> _DATASET CONTENT_:
==========
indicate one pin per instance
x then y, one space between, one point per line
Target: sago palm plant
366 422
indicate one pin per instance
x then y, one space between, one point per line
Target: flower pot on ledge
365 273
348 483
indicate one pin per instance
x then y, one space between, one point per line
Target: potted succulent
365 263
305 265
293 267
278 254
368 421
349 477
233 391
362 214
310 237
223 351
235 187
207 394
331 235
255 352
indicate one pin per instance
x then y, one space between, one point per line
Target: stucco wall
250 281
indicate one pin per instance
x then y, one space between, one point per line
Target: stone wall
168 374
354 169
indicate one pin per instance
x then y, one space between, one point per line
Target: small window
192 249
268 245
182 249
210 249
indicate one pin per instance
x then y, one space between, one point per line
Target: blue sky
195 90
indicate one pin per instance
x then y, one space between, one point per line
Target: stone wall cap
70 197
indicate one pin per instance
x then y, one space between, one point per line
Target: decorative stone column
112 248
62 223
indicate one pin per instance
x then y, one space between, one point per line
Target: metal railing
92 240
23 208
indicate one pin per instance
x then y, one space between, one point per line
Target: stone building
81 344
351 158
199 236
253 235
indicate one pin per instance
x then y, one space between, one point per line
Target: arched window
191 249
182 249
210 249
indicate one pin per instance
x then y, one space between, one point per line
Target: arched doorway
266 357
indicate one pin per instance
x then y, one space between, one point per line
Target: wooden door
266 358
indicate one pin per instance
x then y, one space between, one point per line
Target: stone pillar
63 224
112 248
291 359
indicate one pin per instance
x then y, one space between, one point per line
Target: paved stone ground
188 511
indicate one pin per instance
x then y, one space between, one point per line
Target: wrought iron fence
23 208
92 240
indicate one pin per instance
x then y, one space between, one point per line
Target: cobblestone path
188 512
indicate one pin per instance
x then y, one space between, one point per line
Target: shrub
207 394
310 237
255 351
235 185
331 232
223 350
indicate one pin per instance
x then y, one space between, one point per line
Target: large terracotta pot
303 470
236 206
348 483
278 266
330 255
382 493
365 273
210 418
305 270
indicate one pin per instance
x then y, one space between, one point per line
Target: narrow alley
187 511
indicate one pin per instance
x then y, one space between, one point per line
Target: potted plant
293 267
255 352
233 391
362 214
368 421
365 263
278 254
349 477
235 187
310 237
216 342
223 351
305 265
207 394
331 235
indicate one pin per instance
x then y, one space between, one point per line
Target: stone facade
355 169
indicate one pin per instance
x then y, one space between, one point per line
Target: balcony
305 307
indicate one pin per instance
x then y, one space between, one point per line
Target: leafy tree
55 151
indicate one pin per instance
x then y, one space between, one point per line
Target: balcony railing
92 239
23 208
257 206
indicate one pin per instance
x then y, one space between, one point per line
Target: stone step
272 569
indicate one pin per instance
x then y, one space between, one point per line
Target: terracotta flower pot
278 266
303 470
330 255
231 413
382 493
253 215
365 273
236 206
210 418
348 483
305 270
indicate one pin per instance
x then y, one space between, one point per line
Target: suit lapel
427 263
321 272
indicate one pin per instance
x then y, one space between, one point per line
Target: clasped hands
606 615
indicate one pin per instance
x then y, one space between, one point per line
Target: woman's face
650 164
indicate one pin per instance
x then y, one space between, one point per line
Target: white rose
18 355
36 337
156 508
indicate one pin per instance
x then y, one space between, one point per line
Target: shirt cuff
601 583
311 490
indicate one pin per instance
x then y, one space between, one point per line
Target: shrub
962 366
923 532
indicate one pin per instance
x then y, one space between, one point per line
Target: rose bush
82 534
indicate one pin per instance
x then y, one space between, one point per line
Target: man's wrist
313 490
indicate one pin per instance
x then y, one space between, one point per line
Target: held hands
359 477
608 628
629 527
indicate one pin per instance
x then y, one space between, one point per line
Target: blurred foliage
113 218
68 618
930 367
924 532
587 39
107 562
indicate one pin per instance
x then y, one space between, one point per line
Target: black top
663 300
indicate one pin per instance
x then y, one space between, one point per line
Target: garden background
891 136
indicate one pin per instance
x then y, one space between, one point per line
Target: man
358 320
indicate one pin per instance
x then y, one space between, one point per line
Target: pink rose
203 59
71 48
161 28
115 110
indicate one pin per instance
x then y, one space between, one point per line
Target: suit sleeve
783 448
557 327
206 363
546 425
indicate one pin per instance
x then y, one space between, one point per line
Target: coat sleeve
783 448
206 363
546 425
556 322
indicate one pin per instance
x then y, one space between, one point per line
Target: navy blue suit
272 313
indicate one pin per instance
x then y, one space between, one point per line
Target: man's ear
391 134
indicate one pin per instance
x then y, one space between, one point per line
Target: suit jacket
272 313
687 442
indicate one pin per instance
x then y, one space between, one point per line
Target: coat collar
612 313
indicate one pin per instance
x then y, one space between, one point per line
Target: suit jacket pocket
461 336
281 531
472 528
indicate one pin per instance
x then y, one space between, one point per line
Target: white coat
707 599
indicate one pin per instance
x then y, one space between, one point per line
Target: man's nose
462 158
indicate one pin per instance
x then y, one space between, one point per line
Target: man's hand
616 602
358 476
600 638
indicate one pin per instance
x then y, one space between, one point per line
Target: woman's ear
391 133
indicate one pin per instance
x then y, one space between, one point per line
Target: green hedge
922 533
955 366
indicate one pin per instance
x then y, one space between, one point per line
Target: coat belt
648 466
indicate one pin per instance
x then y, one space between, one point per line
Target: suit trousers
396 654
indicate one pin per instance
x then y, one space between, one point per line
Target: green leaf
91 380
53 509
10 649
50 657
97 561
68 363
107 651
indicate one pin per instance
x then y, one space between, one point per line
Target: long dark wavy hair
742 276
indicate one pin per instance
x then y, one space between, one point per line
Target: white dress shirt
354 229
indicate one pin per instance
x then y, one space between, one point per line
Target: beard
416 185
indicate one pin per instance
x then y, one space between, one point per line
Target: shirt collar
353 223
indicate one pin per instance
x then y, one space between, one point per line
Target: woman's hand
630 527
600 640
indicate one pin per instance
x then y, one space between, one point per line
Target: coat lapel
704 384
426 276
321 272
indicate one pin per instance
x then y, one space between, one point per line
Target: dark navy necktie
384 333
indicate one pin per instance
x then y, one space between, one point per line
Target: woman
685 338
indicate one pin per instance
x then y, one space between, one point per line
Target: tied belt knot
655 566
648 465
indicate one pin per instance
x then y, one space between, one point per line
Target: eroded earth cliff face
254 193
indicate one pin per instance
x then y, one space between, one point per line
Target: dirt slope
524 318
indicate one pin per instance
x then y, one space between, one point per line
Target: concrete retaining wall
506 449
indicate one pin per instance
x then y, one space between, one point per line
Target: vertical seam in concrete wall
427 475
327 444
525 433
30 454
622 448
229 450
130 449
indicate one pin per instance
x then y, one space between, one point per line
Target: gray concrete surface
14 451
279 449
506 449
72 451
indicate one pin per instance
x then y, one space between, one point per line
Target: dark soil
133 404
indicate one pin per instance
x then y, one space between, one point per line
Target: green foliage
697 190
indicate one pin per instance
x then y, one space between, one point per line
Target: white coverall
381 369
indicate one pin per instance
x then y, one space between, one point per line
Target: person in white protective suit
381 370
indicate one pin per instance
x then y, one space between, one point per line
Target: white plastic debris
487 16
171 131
==========
> _TASK BRIEF_:
Would you restate the material word for word, leaving nothing out?

> _SOLUTION_:
indicate one pin per instance
x then y, one space between, one point per line
Target: sago palm plant
366 422
indicate one pin per instance
x then y, one space between, one point per line
Target: flower pot on ledge
365 273
348 483
indicate one pin per instance
x then y, one space between, one point per line
Target: potted succulent
365 263
305 265
293 267
278 254
368 421
349 477
233 391
362 214
310 237
223 351
235 187
207 394
331 235
255 352
indicate one pin per instance
x then y, one space between, one point per line
Target: stucco wall
250 281
indicate one pin per instance
x then y, one space between, one point per line
Target: stone wall
168 374
354 169
indicate one pin per instance
x then y, one space between, one point per line
Target: small window
192 249
268 245
182 249
210 249
indicate one pin per instance
x then y, one space between, one point per line
Target: blue sky
195 90
indicate one pin per instance
x then y, one space between, one point per line
Target: stone wall cap
70 197
indicate one pin per instance
x then y, one space between, one point per line
Target: decorative stone column
112 248
62 223
indicate one pin per instance
x then y, one space between, one point per line
Target: metal railing
92 240
23 208
indicate one pin per instance
x then y, one space between, one point per line
Target: stone building
81 344
351 158
199 236
253 235
indicate one pin per instance
x then y, one space between, one point per line
Target: arched window
191 249
182 249
210 249
indicate one pin per instance
x then y, one space between, one point per line
Target: arched doorway
266 357
indicate one pin per instance
x then y, one space between, one point per line
Target: wooden door
266 358
indicate one pin per instance
x then y, one space between, one point per line
Target: stone pillar
63 224
112 248
291 359
indicate one pin per instance
x then y, one space between, one point per line
Target: paved stone ground
188 511
indicate one pin per instance
x then y, one space between, one point per line
Target: wrought iron fence
23 208
92 240
indicate one pin per instance
x then y, one space between, one point per line
Target: cobblestone path
188 512
indicate one pin per instance
x then y, one space between, one point per line
Target: shrub
207 394
310 237
255 351
235 185
331 232
223 350
indicate one pin per instance
x then y, one space between, one point per line
Target: large terracotta pot
303 470
236 206
348 483
278 266
330 255
382 493
365 273
210 418
305 270
indicate one pin per instance
x then y, one space between, one point per line
Target: narrow alley
187 511
indicate one pin per instance
x then y, one space between, one point per line
Target: potted plant
293 267
255 352
233 391
362 214
368 421
365 263
278 254
349 477
235 187
310 237
216 342
223 351
305 265
207 394
331 235
indicate one pin per instance
x then y, one space between, one point per line
Target: stone facade
355 169
indicate one pin per instance
x then y, one space between, one point per line
Target: balcony
305 307
indicate one pin per instance
x then y, one space between, one point per line
Target: leafy tree
55 151
indicate one pin per instance
x then y, one space between, one point per line
Target: balcony railing
92 239
23 208
257 206
indicate one pin per instance
x then y, one space between, one point per line
Target: stone step
272 569
indicate one pin per instance
x then y, one space between, one point per line
Target: terracotta flower pot
278 266
303 470
330 255
231 413
382 493
253 215
365 273
236 206
210 418
348 483
305 270
indicate one pin per instance
x then y, one space between, one point per line
Target: suit lapel
427 263
321 272
indicate one pin per instance
x then y, one space between, one point per line
Target: clasped hands
606 615
indicate one pin per instance
x then y, one space between, one point per line
Target: woman's face
650 164
indicate one pin per instance
x then y, one space between, one point per line
Target: white rose
18 355
36 337
156 508
indicate one pin per instance
x then y, one space between, one point per line
Target: shirt cuff
601 583
311 490
indicate one pin per instance
x then y, one space between, one point per line
Target: shrub
962 366
923 532
indicate one pin per instance
x then y, one space between, one point per line
Target: rose bush
82 534
indicate one pin per instance
x then y, one space between, one point per line
Target: man's wrist
313 490
indicate one pin per instance
x then y, one space between, one point per line
Target: held hands
359 477
608 628
629 527
indicate one pin per instance
x then y, one space between, one point per line
Target: blurred foliage
113 218
68 618
930 367
924 532
587 39
107 562
indicate one pin per instance
x then y, one space between, one point per line
Target: black top
663 300
indicate one pin per instance
x then y, one space between, one point per line
Target: garden background
891 136
indicate one pin per instance
x then y, one space between, one point per line
Target: man
358 320
indicate one pin per instance
x then y, one space between, one point per line
Target: pink rose
203 59
71 48
161 28
115 110
indicate one pin per instance
x then y, one space between, one point per line
Target: suit sleeve
783 448
557 327
206 363
546 425
indicate one pin per instance
x then y, one space between, one point per line
Target: coat sleeve
783 448
206 363
546 425
556 322
indicate one pin per instance
x then y, one space between, one point per line
Target: navy blue suit
272 313
indicate one pin per instance
x then y, one space between, one point per line
Target: man's ear
391 134
indicate one pin per instance
x then y, one space between, one point per line
Target: suit jacket
272 313
687 442
indicate one pin per instance
x then y, one space between, one point per line
Target: coat collar
612 313
indicate one pin per instance
x then y, one space between, one point per line
Target: suit jacket pocket
461 336
281 531
472 528
indicate one pin per instance
x then y, one space between, one point per line
Target: white coat
707 599
indicate one pin per instance
x then y, one space between, one point per line
Target: man's nose
462 158
indicate one pin per instance
x then y, one space between, one point per line
Target: man's hand
616 602
358 476
600 638
indicate one pin per instance
x then y, one space between, one point per line
Target: woman's ear
391 133
indicate one pin per instance
x then y, one space between, one point per line
Target: green hedge
922 533
955 366
indicate one pin per instance
x then y, one space between, one point per line
Target: coat belt
648 466
indicate one pin per instance
x then y, one space between, one point per line
Target: suit trousers
396 654
indicate one pin per instance
x then y, one space between, one point per line
Target: green leaf
91 380
53 509
10 649
50 657
97 561
68 363
107 651
indicate one pin per instance
x then y, one space between, one point per line
Target: long dark wavy hair
742 276
indicate one pin per instance
x then y, one space between, one point per line
Target: white dress shirt
354 229
indicate one pin per instance
x then y, one space between, one point per line
Target: beard
416 185
indicate one pin per instance
x then y, one space between, one point per line
Target: shirt collar
353 223
indicate one pin per instance
x then y, one space between, one point per line
Target: woman's hand
630 527
600 640
indicate one pin per instance
x then y, one space between, one point per line
Target: coat lapel
704 384
426 276
321 272
indicate one pin per instance
x then y, one space between, one point per line
Target: dark navy necktie
384 333
indicate one pin per instance
x then y, one space between, one point per line
Target: woman
685 338
indicate one pin per instance
x then y, one space between, one point per line
Target: tied belt knot
655 566
648 465
indicate one pin per instance
x then y, one space between, one point per line
Target: eroded earth cliff face
254 193
indicate one pin per instance
x then y, one space between, one point per line
Target: dirt slope
524 318
indicate one pin per instance
x then y, one space between, one point per line
Target: concrete retaining wall
506 449
indicate one pin per instance
x then y, one space between, one point per line
Target: vertical seam in concrete wall
427 475
327 444
525 433
30 454
622 448
229 450
130 449
indicate one pin per instance
x then y, one space between, one point per line
Target: gray concrete surface
14 451
279 449
506 449
72 451
indicate one pin per instance
x then y, one space between, one point per line
Target: dark soil
133 404
indicate one pin per instance
x then y, one space between, one point per line
Target: green foliage
697 190
indicate one pin per instance
x then y, one space between, one point per line
Target: white coverall
381 369
indicate one pin per instance
x then y, one space between, one point per line
Target: person in white protective suit
381 370
indicate one pin per instance
x then y, one space between, one point per line
Target: white plastic debris
487 16
171 131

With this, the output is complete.